Source data:

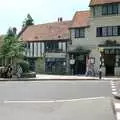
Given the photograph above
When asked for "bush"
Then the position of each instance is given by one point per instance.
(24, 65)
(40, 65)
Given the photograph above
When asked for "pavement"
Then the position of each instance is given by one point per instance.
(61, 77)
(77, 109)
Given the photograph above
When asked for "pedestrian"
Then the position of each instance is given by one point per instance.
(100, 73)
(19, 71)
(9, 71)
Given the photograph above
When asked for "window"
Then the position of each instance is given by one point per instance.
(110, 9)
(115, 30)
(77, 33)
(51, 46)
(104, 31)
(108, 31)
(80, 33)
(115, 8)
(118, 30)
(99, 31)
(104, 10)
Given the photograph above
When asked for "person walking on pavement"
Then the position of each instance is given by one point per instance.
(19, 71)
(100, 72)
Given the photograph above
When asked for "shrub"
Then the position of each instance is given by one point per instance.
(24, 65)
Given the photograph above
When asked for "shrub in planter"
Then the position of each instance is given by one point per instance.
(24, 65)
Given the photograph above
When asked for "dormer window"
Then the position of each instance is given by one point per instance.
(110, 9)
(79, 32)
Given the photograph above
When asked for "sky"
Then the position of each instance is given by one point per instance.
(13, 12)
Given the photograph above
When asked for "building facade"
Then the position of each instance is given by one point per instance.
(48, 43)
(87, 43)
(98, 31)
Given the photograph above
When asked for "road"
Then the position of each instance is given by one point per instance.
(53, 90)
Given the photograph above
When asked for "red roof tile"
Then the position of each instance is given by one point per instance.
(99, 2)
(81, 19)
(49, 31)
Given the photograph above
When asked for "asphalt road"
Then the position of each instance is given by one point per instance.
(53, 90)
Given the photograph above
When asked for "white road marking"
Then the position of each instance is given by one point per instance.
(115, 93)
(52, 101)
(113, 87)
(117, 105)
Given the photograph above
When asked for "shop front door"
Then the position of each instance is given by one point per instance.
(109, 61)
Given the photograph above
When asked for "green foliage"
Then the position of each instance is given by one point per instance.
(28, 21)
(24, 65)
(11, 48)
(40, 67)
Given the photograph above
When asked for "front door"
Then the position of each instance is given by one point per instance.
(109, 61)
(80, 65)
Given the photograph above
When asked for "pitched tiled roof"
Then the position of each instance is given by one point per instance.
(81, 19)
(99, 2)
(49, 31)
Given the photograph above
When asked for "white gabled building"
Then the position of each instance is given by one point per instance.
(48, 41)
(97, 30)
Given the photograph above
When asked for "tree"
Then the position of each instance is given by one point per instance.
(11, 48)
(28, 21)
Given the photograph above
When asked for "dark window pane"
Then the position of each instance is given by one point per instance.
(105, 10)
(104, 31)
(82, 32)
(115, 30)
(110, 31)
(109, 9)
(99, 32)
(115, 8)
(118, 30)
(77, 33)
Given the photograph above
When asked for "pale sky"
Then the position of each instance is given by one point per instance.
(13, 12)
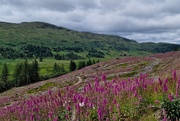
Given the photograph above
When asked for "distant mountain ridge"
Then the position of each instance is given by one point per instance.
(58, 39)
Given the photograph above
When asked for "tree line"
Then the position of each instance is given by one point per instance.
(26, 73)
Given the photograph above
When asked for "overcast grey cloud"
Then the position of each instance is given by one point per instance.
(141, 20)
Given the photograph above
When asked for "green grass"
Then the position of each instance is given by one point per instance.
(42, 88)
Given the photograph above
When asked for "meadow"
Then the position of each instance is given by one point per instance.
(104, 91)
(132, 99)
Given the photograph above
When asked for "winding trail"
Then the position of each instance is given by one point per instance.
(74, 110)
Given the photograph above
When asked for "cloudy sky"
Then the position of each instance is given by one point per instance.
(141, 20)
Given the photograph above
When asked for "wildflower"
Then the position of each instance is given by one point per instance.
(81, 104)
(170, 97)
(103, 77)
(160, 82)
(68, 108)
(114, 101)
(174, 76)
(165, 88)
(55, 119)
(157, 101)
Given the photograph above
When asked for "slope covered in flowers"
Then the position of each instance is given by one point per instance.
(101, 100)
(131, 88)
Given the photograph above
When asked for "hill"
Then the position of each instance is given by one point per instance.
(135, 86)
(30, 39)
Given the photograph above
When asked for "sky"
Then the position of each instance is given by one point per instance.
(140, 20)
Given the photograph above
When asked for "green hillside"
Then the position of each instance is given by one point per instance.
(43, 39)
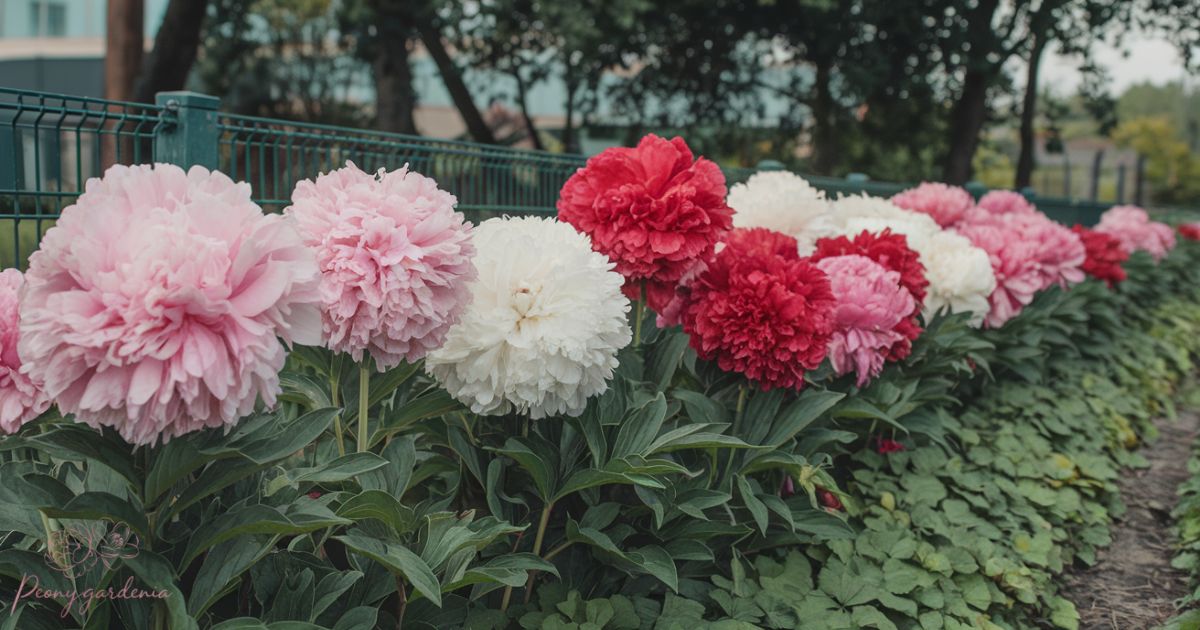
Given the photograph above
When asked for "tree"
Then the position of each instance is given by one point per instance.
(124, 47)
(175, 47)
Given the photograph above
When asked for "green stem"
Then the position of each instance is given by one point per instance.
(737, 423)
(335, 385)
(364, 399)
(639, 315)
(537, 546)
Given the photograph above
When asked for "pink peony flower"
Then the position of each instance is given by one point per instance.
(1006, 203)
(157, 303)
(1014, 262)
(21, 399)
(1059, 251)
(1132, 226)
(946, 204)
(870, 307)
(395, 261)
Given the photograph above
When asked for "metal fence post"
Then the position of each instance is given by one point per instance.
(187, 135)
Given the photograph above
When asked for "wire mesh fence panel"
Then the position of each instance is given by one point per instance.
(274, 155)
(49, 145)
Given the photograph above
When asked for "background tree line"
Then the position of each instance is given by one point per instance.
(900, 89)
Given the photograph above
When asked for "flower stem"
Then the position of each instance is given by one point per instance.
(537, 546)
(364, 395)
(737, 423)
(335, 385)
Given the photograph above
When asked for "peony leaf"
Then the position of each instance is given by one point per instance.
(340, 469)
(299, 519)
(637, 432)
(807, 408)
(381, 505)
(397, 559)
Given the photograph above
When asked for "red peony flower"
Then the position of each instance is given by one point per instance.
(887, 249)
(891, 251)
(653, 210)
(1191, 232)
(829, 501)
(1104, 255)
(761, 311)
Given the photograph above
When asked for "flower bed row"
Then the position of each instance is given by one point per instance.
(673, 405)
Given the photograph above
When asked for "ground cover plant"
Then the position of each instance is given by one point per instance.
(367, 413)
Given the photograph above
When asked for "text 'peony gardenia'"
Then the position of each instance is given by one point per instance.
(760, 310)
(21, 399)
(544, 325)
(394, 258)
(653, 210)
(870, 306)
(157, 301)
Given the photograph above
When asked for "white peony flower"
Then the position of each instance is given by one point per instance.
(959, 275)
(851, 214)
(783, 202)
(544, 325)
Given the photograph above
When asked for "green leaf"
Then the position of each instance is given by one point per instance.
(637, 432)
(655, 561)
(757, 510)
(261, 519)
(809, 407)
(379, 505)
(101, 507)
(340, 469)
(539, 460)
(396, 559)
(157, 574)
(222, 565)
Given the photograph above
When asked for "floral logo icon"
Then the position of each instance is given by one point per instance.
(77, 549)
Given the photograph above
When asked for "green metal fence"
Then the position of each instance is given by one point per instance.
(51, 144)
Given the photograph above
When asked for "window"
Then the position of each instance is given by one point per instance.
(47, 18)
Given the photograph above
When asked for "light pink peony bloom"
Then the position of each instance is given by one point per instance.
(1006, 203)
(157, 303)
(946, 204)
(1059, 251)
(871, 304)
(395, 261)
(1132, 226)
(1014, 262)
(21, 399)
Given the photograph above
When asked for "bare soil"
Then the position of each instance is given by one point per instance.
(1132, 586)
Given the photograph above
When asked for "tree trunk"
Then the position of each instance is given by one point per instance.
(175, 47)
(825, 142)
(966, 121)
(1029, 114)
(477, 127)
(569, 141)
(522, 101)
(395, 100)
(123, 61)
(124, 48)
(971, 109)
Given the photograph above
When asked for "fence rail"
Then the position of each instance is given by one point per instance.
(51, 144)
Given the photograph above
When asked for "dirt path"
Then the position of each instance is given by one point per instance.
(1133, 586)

Set problem:
The listing above needs to be output again exactly. Don't include the pictures.

Solution for this problem:
Given the photograph above
When asked for "bush"
Then the position of each instance is given by one point per instance.
(24, 65)
(40, 65)
Given the photograph above
When asked for "pavement"
Then the position of each instance is given by one point per instance.
(61, 77)
(77, 109)
Given the photograph above
When asked for "pedestrian"
Then the position of each instance is given by one point per instance.
(100, 73)
(19, 71)
(9, 71)
Given the photograph above
When asked for "window"
Then the position of each instance is given by one point per instance.
(110, 9)
(115, 30)
(77, 33)
(51, 46)
(104, 31)
(108, 31)
(80, 33)
(115, 8)
(118, 30)
(99, 31)
(104, 10)
Given the photograph above
When asked for "person walking on pavement"
Then the position of each instance is given by one point per instance.
(19, 71)
(100, 72)
Given the photograph above
When asked for "shrub"
Then the position of each instance is given by one point per instance.
(24, 65)
Given the photograph above
When asked for "shrub in planter"
Then the position of each instance is given by one point per instance.
(24, 65)
Given the photograph above
When asked for "dormer window"
Then the position of each instance is given by one point per instance.
(110, 9)
(79, 32)
Given the photograph above
When asked for "sky"
Then the position of each instance is given by one point per instance.
(13, 12)
Given the photograph above
When asked for "building facade"
Then the position of each instance is given by one point per instance.
(48, 43)
(87, 43)
(98, 31)
Given the photograph above
When asked for "road"
Then the position of each instance is given by one point per instance.
(53, 90)
Given the photograph above
When asked for "red roof tile"
Then the position of each instance is given by one point per instance.
(99, 2)
(81, 19)
(49, 31)
Given the photograph above
When asked for "asphalt road"
Then the position of each instance is given by one point per instance.
(53, 90)
Given the photograph above
When asked for "white road marking"
Then the position of each instance is given by one point per instance.
(115, 93)
(52, 101)
(113, 87)
(117, 105)
Given the photograph above
When asked for "shop front door"
Then the position of each instance is given by one point per instance.
(109, 61)
Given the photograph above
When asked for "green foliage"
Then the position of each instance is given by one point per instance.
(28, 21)
(24, 65)
(11, 48)
(40, 67)
Given the photograph above
When asked for "front door"
Then the position of each instance is given by one point per instance.
(109, 61)
(80, 65)
Given the photograph above
When asked for "pitched tiled roof"
Then the position of each instance is given by one point per instance.
(81, 19)
(99, 2)
(49, 31)
Given the photograph above
When asked for "white gabled building"
Then the position of each instance is given by one point per instance.
(48, 41)
(97, 30)
Given the photograph above
When asked for "tree"
Then the position of each instance is given by one point per instance.
(11, 48)
(28, 21)
Given the photograph above
When asked for "dark window pane"
Then the position of each instance is given by one point per instance.
(105, 10)
(104, 31)
(82, 32)
(115, 30)
(110, 31)
(109, 9)
(99, 32)
(115, 8)
(118, 30)
(77, 33)
Given the photograph above
When asked for "pale sky"
Then the position of each instance is given by one point per instance.
(13, 12)
Given the photograph above
When asked for "distant mountain ridge"
Then the position of each instance is given by one point per instance.
(58, 39)
Given the photograph above
When asked for "tree line"
Then the position of each instance is given by one point per instance.
(26, 73)
Given the photograph above
When asked for "overcast grey cloud"
Then the position of each instance is given by one point per instance.
(141, 20)
Given the photograph above
When asked for "green grass"
Then the position of each instance is given by one point per instance.
(42, 88)
Given the photograph above
When asked for "meadow"
Then the position of each instance is given by one point per instance.
(104, 91)
(132, 99)
Given the photograph above
When asked for "winding trail"
Then the position of each instance is given by one point per instance.
(74, 110)
Given the photograph above
When asked for "cloudy sky"
Then the position of each instance is given by one point per instance.
(141, 20)
Given the photograph above
When asked for "wildflower"
Then the position of each instance is given by one point per instance.
(81, 104)
(170, 97)
(103, 77)
(160, 82)
(68, 108)
(114, 101)
(174, 76)
(165, 88)
(55, 119)
(157, 101)
Given the photograph above
When asked for "slope covered in flowers"
Then the position of each instance is given by one point per instance.
(101, 100)
(131, 88)
Given the photograph above
When asked for "hill"
Then the position of each instance is given by one point per instance.
(135, 86)
(30, 39)
Given the photograph above
When asked for "sky"
Then the position of each instance is given by one point per instance.
(140, 20)
Given the photograph above
When asked for "green hillside"
Then the position of each instance is given by one point per instance.
(43, 39)
Given the photograph above
When asked for "tree"
Then the position of each instance is given by one point per instance.
(124, 47)
(175, 47)
Given the photograph above
When asked for "green stem"
Then the position of each instance is given by one point per instance.
(737, 423)
(335, 385)
(364, 399)
(639, 315)
(537, 546)
Given the photograph above
When asked for "pink peony flower"
Then the position of each instance is given by one point per instance.
(1006, 203)
(157, 303)
(1014, 262)
(21, 399)
(1059, 251)
(1132, 226)
(946, 204)
(870, 307)
(395, 261)
Given the photograph above
When asked for "metal fence post"
Then the position of each instance is given by one point per instance.
(187, 135)
Given the photograph above
When asked for "wire mesh fence panel"
Then the position of each instance is given by one point per instance.
(274, 155)
(49, 145)
Given the photograph above
When asked for "background tree line"
Then the position of each instance is given by one point per instance.
(900, 89)
Given the photograph above
When asked for "flower stem"
Then the position of each instance is given by one point per instance.
(537, 546)
(364, 395)
(737, 423)
(335, 385)
Given the photograph above
When asked for "peony leaf"
Then the position of each instance is given by one point per instance.
(340, 469)
(299, 519)
(637, 432)
(807, 408)
(381, 505)
(397, 559)
Given the photograph above
When asked for "red peony flower"
Then the position of each instance is given by one point per instance.
(887, 249)
(891, 251)
(653, 210)
(1191, 232)
(829, 501)
(1104, 255)
(761, 311)
Given the photograph above
When asked for "flower bed row"
Then the position of each instance is given by one point per instance.
(673, 405)
Given the photograph above
When asked for "ground cover plant"
Then the position of each instance is given by one point per instance.
(367, 413)
Given the photograph above
When asked for "text 'peony gardenia'"
Then the position of each instance is given by one point per instance.
(760, 310)
(21, 399)
(544, 325)
(394, 258)
(653, 210)
(870, 306)
(157, 301)
Given the photograph above
When asked for "white peony flower"
Then the position of each instance is given by one point per instance.
(959, 275)
(851, 214)
(783, 202)
(544, 325)
Given the photograph above
When asked for "green leaf"
Then the position of each instance is given by one point per instance.
(637, 432)
(655, 561)
(757, 510)
(261, 519)
(809, 407)
(379, 505)
(101, 507)
(340, 469)
(539, 460)
(396, 559)
(157, 574)
(222, 565)
Given the photograph above
When asked for "floral logo icon"
Then the position of each instance is given by one point per instance.
(77, 549)
Given the photograph above
When asked for "green metal fence"
Then the position of each instance is given by one point per instance.
(51, 144)
Given the photograph above
When asked for "window"
Then the position of each instance is given by one point per instance.
(47, 18)
Given the photograph above
When asked for "light pink peony bloom"
Then the position of each instance is given by one point per instance.
(1006, 203)
(157, 303)
(946, 204)
(1059, 251)
(871, 304)
(395, 261)
(1132, 226)
(1014, 262)
(21, 399)
Given the photograph above
When asked for "bare soil"
Then the position of each instance is given by one point per instance.
(1132, 586)
Given the photograph above
When asked for "tree trunk"
Then the position of each instance is given by one point per instance.
(175, 47)
(825, 142)
(966, 121)
(1029, 114)
(477, 127)
(569, 141)
(522, 101)
(395, 100)
(123, 61)
(124, 48)
(971, 109)
Given the photograph above
When asked for "fence rail"
Then the position of each instance is given by one point per instance.
(51, 144)
Given the photograph above
When asked for "dirt path"
Then the position of each instance is given by one point per instance.
(1133, 586)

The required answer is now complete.